» Исходный текст:

Пожалуй, это характерно именно для Принстона. Он всегда отличался
практичностью. Он заработал себе репутацию тем, что большинство его выпускников
становятся консультантами и банковскими специалистами по инвестициям, и не идут
в академию, не становятся художниками или поэтами.
Эта культура мышления и поведения отражает жизнь и ценности не всех
американцев, но важной группы этого поколения — будущей правящей элиты. Это ее
характерные черты я описывал с самого начала. Но, вместе с тем, нельзя сказать,
что они принципиально отличаются от молодежи других учебных заведений или
молодежи, которая ограничилась образованием, полученным в средней школе. Они
просто — на переднем крае общего процесса растущей эффективности,
функциональности и требовательного отбора, который характерен для формирования
детей в юношеском возрасте.

» Материал:
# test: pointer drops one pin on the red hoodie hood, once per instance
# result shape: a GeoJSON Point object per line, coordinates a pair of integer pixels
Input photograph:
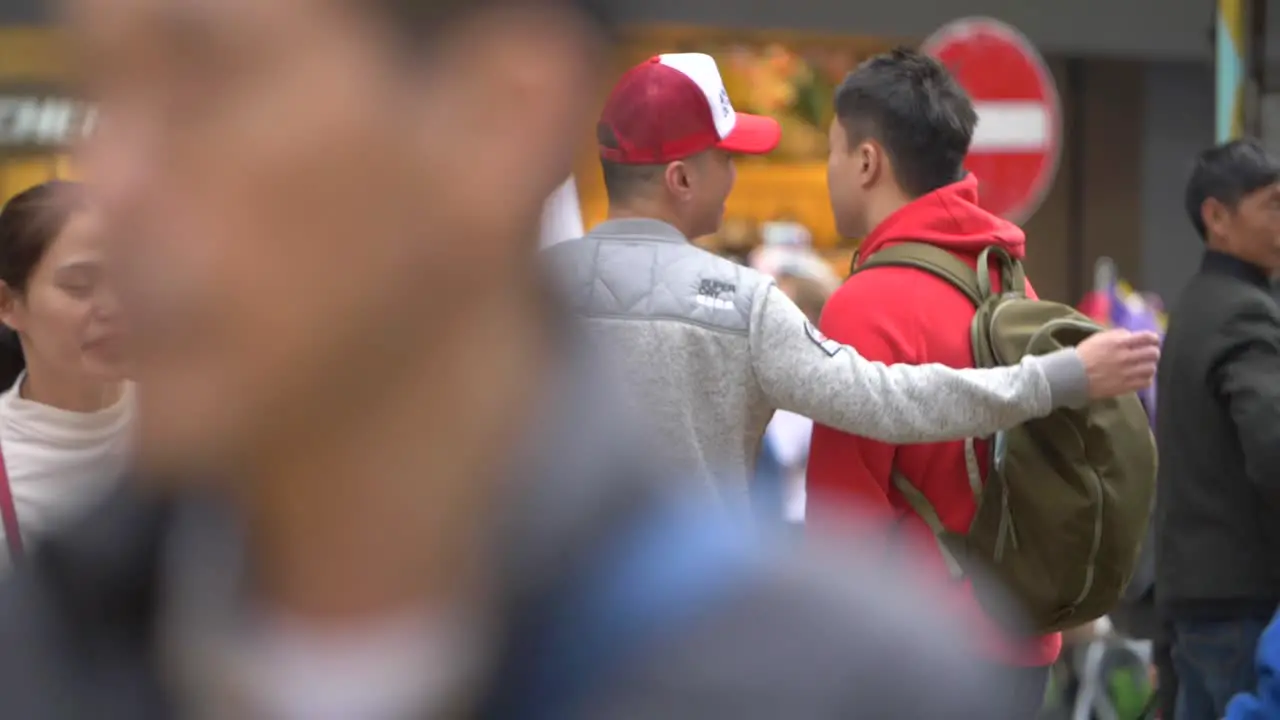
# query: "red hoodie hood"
{"type": "Point", "coordinates": [950, 218]}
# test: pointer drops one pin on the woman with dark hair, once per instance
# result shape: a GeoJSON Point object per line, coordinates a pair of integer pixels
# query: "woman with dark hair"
{"type": "Point", "coordinates": [65, 414]}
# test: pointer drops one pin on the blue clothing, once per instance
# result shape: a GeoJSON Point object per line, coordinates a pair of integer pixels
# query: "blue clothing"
{"type": "Point", "coordinates": [1266, 703]}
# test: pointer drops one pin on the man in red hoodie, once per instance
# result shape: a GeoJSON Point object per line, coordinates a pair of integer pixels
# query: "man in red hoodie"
{"type": "Point", "coordinates": [901, 132]}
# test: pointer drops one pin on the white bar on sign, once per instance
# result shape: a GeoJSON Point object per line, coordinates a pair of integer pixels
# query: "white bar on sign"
{"type": "Point", "coordinates": [1010, 126]}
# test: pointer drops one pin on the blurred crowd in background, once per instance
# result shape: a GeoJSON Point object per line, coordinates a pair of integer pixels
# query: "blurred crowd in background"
{"type": "Point", "coordinates": [144, 250]}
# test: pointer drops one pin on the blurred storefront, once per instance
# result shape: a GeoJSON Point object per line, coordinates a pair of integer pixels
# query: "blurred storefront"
{"type": "Point", "coordinates": [1093, 209]}
{"type": "Point", "coordinates": [37, 118]}
{"type": "Point", "coordinates": [1136, 80]}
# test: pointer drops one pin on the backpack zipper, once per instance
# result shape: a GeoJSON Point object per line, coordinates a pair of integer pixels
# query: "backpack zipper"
{"type": "Point", "coordinates": [1005, 520]}
{"type": "Point", "coordinates": [1089, 569]}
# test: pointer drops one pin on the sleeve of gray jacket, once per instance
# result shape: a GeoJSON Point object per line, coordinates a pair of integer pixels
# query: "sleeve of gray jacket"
{"type": "Point", "coordinates": [804, 372]}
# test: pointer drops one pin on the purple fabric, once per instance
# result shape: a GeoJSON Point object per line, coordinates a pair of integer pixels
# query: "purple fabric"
{"type": "Point", "coordinates": [1133, 313]}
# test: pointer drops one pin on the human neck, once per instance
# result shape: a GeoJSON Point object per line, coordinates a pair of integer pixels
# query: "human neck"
{"type": "Point", "coordinates": [388, 514]}
{"type": "Point", "coordinates": [645, 209]}
{"type": "Point", "coordinates": [882, 205]}
{"type": "Point", "coordinates": [1226, 247]}
{"type": "Point", "coordinates": [45, 387]}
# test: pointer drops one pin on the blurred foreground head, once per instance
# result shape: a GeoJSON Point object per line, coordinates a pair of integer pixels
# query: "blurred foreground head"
{"type": "Point", "coordinates": [307, 195]}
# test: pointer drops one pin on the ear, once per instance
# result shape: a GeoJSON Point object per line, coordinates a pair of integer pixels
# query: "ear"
{"type": "Point", "coordinates": [679, 178]}
{"type": "Point", "coordinates": [869, 159]}
{"type": "Point", "coordinates": [10, 306]}
{"type": "Point", "coordinates": [1215, 215]}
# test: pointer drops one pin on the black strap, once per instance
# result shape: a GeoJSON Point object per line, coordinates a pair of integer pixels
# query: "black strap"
{"type": "Point", "coordinates": [929, 259]}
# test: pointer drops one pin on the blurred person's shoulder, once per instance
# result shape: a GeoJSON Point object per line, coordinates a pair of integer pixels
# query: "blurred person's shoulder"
{"type": "Point", "coordinates": [812, 634]}
{"type": "Point", "coordinates": [77, 618]}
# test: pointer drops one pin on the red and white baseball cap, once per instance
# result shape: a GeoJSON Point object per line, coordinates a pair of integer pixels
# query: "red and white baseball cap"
{"type": "Point", "coordinates": [672, 106]}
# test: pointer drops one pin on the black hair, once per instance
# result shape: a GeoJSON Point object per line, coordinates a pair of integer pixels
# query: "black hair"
{"type": "Point", "coordinates": [621, 180]}
{"type": "Point", "coordinates": [30, 223]}
{"type": "Point", "coordinates": [912, 105]}
{"type": "Point", "coordinates": [1228, 173]}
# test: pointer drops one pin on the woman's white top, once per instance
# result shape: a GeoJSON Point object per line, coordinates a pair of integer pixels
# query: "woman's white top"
{"type": "Point", "coordinates": [59, 463]}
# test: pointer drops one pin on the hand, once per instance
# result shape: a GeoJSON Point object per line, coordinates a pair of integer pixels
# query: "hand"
{"type": "Point", "coordinates": [1119, 361]}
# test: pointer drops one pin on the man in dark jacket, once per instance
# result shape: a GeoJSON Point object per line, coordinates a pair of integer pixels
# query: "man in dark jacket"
{"type": "Point", "coordinates": [1217, 510]}
{"type": "Point", "coordinates": [374, 481]}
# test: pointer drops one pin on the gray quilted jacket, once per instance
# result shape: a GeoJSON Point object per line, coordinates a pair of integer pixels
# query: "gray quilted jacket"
{"type": "Point", "coordinates": [711, 349]}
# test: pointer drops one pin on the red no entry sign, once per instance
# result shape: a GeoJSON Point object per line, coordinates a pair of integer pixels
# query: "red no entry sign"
{"type": "Point", "coordinates": [1019, 136]}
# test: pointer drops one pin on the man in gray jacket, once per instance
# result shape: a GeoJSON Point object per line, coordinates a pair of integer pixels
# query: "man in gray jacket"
{"type": "Point", "coordinates": [713, 349]}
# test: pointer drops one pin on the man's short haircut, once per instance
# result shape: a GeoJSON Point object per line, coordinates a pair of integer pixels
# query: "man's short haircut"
{"type": "Point", "coordinates": [913, 106]}
{"type": "Point", "coordinates": [1228, 173]}
{"type": "Point", "coordinates": [622, 181]}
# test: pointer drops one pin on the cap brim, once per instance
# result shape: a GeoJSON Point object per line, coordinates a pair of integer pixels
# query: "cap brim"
{"type": "Point", "coordinates": [753, 135]}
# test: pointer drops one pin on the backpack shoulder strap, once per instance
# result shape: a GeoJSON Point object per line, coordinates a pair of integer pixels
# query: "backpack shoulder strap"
{"type": "Point", "coordinates": [929, 259]}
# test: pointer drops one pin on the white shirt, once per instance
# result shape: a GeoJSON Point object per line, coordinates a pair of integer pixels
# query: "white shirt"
{"type": "Point", "coordinates": [789, 436]}
{"type": "Point", "coordinates": [562, 215]}
{"type": "Point", "coordinates": [401, 668]}
{"type": "Point", "coordinates": [59, 463]}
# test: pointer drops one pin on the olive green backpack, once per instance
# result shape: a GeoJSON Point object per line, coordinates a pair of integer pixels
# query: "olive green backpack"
{"type": "Point", "coordinates": [1065, 504]}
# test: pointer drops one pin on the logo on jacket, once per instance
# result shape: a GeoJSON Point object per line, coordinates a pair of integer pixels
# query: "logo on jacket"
{"type": "Point", "coordinates": [826, 343]}
{"type": "Point", "coordinates": [716, 294]}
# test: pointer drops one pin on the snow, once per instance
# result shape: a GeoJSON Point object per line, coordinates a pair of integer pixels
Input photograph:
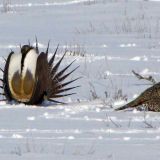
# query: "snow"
{"type": "Point", "coordinates": [108, 39]}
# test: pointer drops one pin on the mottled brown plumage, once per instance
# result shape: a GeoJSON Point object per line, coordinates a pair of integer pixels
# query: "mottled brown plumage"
{"type": "Point", "coordinates": [33, 85]}
{"type": "Point", "coordinates": [150, 99]}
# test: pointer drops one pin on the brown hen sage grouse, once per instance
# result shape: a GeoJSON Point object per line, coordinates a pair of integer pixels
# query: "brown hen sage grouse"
{"type": "Point", "coordinates": [30, 78]}
{"type": "Point", "coordinates": [150, 99]}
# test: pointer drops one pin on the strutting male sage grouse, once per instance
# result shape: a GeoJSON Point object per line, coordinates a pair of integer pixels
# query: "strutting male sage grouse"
{"type": "Point", "coordinates": [30, 78]}
{"type": "Point", "coordinates": [150, 99]}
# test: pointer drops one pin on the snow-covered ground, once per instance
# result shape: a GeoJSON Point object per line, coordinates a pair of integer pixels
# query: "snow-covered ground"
{"type": "Point", "coordinates": [108, 39]}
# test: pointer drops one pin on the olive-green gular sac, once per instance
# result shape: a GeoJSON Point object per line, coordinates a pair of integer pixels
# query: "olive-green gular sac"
{"type": "Point", "coordinates": [30, 78]}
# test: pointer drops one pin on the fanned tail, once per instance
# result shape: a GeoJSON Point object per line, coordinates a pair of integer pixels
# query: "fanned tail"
{"type": "Point", "coordinates": [57, 87]}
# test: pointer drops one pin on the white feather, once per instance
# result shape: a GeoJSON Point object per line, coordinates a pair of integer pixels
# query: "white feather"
{"type": "Point", "coordinates": [30, 62]}
{"type": "Point", "coordinates": [14, 65]}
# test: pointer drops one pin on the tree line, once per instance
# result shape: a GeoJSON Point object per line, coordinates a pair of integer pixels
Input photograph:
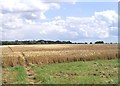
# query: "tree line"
{"type": "Point", "coordinates": [44, 42]}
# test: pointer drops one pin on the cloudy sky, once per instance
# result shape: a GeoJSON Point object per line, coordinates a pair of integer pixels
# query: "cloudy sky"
{"type": "Point", "coordinates": [74, 21]}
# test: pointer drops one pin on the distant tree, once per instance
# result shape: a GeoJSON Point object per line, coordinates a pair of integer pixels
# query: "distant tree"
{"type": "Point", "coordinates": [91, 43]}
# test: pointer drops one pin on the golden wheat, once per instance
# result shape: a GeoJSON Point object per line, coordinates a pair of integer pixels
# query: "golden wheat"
{"type": "Point", "coordinates": [47, 54]}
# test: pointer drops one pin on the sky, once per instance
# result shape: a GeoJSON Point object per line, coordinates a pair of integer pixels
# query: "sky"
{"type": "Point", "coordinates": [73, 21]}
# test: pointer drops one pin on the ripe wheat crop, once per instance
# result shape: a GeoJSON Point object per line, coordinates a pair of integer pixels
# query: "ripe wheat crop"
{"type": "Point", "coordinates": [48, 54]}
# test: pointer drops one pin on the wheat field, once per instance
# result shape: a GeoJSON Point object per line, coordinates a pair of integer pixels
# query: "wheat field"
{"type": "Point", "coordinates": [13, 55]}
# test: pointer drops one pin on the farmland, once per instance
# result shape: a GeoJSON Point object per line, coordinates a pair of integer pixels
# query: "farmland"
{"type": "Point", "coordinates": [58, 63]}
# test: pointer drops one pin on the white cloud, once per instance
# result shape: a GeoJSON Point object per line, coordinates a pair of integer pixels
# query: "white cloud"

» Задания для выполнения:
a) Выведите фрагмент исходного текста от слов «Пожалуй, это характерно» до слов «художниками или поэтами.» включительно.
b) Соберите все строки листинга, в которых встречается слово «green». Регистр букв учитывается.
Исходный текст и листинг являются самостоятельными материалами, не связанными между собой.

» Результаты по заданиям:
a)
Пожалуй, это характерно именно для Принстона. Он всегда отличался
практичностью. Он заработал себе репутацию тем, что большинство его выпускников
становятся консультантами и банковскими специалистами по инвестициям, и не идут
в академию, не становятся художниками или поэтами.

b)
# test: pointer drops one pin on the olive green backpack, once per instance
# query: "olive green backpack"
# test: pointer drops one pin on the olive-green gular sac, once per instance
# query: "olive-green gular sac"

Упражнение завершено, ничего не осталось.